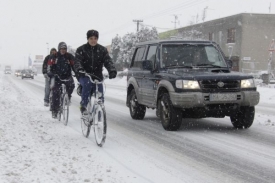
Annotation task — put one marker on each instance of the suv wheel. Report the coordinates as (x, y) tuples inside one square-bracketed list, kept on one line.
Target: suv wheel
[(170, 116), (243, 118), (137, 110)]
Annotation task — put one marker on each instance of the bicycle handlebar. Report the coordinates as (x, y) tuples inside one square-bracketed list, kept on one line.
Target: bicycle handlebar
[(93, 81), (61, 79)]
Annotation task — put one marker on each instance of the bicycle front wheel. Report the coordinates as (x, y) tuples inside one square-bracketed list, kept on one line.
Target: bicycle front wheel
[(100, 125), (65, 109), (85, 126)]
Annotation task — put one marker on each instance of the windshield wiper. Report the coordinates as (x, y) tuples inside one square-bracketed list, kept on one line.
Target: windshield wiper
[(178, 66), (212, 65)]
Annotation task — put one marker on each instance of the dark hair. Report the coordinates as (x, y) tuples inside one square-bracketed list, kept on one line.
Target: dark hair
[(91, 33), (53, 49), (62, 45)]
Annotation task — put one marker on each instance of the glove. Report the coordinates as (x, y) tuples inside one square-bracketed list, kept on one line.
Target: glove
[(112, 74), (81, 73), (50, 74), (46, 75)]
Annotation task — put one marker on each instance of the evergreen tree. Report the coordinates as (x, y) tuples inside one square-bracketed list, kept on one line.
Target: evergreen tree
[(128, 43)]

**PROBLEM REQUIREMENTS:** Copy out word for word everything in the items above from the line containing "the bicycle handlebar." down to the line containing "[(93, 81), (61, 79)]", including both of those lines.

**ANSWER TO THIS EXERCISE:**
Annotation task — put one marker on each instance of the bicycle handlebar. Report the coordinates as (x, y) tuples inside one square-bracketed list, kept on one line.
Target: bicycle handlebar
[(93, 81), (61, 79)]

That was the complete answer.